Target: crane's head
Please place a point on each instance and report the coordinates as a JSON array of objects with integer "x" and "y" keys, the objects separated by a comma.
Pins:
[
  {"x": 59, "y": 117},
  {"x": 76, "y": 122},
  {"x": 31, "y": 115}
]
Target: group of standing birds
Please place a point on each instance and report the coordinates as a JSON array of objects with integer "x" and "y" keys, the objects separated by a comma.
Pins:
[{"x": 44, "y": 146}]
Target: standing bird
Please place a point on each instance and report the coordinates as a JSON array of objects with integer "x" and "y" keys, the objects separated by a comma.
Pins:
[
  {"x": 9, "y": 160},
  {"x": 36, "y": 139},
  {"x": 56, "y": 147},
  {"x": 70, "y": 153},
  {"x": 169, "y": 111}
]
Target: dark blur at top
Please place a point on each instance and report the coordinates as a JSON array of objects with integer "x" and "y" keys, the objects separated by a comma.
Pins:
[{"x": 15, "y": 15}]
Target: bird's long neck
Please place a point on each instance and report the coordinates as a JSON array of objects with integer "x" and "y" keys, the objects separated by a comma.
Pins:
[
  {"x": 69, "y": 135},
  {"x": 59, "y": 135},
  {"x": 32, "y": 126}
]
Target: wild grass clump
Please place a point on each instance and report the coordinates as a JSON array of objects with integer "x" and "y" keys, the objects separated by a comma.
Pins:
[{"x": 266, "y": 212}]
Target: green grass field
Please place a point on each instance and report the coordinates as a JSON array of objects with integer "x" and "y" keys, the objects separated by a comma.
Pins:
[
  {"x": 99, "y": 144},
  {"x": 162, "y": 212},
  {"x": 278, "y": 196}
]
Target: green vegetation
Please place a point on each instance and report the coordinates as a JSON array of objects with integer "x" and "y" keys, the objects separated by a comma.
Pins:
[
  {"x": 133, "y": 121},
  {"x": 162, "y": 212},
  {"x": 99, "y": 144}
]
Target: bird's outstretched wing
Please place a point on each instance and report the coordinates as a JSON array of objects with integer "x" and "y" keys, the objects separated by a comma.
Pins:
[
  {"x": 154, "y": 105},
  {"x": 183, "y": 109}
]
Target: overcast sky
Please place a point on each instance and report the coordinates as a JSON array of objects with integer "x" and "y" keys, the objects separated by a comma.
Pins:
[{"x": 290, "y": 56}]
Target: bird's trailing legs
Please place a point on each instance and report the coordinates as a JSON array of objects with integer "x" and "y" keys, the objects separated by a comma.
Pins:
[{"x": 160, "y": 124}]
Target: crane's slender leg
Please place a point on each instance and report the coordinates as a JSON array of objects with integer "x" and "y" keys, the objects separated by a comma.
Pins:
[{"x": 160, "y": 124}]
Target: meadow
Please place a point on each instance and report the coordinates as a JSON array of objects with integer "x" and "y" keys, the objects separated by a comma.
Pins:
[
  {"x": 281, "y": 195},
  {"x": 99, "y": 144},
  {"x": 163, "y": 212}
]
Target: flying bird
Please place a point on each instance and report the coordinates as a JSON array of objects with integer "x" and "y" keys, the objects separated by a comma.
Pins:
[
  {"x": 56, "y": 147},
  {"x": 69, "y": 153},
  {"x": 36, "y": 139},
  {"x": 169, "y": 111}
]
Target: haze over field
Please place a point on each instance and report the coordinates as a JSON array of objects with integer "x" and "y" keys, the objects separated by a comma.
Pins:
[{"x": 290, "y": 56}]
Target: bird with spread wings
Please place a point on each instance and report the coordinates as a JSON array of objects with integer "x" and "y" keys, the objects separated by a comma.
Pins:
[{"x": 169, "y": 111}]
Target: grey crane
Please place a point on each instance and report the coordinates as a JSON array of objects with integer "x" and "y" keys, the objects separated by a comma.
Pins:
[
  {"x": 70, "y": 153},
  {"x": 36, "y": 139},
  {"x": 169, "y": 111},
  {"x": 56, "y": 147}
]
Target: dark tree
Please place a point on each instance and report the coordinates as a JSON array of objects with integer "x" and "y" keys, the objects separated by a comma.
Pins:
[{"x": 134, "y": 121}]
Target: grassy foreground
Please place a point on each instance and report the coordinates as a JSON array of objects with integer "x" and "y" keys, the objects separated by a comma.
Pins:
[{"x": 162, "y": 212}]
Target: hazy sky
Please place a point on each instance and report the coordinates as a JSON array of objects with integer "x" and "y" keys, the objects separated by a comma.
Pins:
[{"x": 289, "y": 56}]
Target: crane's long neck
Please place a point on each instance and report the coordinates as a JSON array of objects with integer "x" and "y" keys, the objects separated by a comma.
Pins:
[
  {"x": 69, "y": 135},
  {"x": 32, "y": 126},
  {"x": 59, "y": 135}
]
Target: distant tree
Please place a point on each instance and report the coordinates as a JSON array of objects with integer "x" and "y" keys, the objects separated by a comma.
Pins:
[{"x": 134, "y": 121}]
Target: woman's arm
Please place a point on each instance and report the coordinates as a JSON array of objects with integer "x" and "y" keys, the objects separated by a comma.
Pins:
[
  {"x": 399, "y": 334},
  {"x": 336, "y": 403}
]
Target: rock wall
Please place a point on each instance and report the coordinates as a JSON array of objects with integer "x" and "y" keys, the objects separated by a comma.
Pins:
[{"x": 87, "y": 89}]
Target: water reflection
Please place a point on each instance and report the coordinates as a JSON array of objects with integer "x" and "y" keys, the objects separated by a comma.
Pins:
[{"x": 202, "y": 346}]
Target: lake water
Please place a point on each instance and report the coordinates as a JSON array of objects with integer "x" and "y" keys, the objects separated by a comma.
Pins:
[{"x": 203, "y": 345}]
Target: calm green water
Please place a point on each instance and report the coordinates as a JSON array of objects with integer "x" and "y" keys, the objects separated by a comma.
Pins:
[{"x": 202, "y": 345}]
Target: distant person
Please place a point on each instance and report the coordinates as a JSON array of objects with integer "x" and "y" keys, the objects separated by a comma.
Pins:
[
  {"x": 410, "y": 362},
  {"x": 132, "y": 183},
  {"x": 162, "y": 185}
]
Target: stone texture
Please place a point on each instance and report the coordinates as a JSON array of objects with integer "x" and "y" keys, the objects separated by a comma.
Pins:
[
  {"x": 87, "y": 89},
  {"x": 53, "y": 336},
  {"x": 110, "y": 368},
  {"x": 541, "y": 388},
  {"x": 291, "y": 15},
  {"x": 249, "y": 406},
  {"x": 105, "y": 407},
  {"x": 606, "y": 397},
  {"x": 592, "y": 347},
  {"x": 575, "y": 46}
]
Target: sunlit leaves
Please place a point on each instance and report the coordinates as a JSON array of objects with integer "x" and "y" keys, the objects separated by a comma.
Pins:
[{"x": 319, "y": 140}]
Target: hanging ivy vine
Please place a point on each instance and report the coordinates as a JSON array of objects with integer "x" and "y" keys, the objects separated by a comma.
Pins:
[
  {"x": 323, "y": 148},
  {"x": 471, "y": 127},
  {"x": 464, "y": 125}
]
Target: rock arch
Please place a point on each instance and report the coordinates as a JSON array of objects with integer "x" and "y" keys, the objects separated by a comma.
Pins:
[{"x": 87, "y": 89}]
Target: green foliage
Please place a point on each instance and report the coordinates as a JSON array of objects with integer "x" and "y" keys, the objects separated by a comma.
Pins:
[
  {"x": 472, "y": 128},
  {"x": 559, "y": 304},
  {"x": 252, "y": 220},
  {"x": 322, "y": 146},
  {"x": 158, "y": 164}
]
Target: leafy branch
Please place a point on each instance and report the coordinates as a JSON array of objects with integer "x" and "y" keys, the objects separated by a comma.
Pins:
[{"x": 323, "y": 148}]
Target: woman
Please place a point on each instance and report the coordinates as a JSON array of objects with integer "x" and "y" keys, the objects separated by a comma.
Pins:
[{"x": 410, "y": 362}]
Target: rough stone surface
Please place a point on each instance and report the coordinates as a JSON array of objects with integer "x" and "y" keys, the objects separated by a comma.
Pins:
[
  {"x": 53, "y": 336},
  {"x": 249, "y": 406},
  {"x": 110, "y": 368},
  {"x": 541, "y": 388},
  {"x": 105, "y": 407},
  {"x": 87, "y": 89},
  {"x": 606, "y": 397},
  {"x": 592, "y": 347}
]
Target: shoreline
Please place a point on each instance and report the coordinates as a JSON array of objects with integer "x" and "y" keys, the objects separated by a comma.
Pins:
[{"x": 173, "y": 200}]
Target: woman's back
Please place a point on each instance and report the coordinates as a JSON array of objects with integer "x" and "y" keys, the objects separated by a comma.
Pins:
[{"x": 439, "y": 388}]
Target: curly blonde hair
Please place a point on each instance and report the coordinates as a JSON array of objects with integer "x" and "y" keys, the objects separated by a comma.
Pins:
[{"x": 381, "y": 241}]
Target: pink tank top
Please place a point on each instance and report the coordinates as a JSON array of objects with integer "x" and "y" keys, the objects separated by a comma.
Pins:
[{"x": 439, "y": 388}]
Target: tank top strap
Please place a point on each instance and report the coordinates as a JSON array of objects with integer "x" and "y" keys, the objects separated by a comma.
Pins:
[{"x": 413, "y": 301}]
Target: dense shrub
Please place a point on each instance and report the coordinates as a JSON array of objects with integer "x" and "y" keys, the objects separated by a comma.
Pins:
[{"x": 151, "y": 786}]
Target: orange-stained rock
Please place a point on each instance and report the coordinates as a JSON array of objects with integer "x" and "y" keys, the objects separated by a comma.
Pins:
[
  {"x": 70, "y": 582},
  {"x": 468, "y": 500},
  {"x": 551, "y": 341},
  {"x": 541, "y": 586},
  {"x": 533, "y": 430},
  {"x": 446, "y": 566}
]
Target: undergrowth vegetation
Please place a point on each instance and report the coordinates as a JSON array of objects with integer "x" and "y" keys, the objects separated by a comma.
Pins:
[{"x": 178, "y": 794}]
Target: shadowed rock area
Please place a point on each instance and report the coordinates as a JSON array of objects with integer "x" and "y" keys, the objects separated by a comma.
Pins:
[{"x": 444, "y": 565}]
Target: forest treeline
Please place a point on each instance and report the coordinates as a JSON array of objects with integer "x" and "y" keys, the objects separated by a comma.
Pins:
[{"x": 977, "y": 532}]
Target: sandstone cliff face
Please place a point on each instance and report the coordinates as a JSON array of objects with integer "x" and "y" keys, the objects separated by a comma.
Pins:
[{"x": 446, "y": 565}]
::::::::::
Required work: Please restate the records word for word. Go from the first line to the line with "Target: green grass field" and include both.

Finished task:
Target: crane's head
Please place a point on each instance and report the coordinates as a JSON array of objects with integer "x" and "y" keys, the objects separated by a comma.
Pins:
[
  {"x": 59, "y": 117},
  {"x": 76, "y": 122},
  {"x": 31, "y": 115}
]
Target: group of standing birds
Please place a point on each instance and report the coordinates as a JSON array of objects with integer "x" and "y" keys, the objects separated by a comma.
Pins:
[{"x": 44, "y": 146}]
Target: standing bird
Please place a point on each instance and report the coordinates as a JSON array of objects with integer "x" and "y" keys, the objects separated by a comma.
Pins:
[
  {"x": 9, "y": 160},
  {"x": 36, "y": 139},
  {"x": 56, "y": 147},
  {"x": 70, "y": 153},
  {"x": 169, "y": 111}
]
Target: dark blur at top
Please place a point on each instance and report the coordinates as a JSON array of objects with integer "x" and "y" keys, the objects separated by a comma.
Pins:
[{"x": 15, "y": 15}]
Target: bird's long neck
Please place a point on each instance and report the coordinates as a JSON array of objects with integer "x" and "y" keys, the objects separated by a comma.
Pins:
[
  {"x": 69, "y": 135},
  {"x": 59, "y": 135},
  {"x": 32, "y": 126}
]
Target: wild grass clump
Please place a point on each instance and report the coordinates as a JSON array of objects with integer "x" and "y" keys, the objects separated by a comma.
Pins:
[{"x": 266, "y": 212}]
Target: green grass field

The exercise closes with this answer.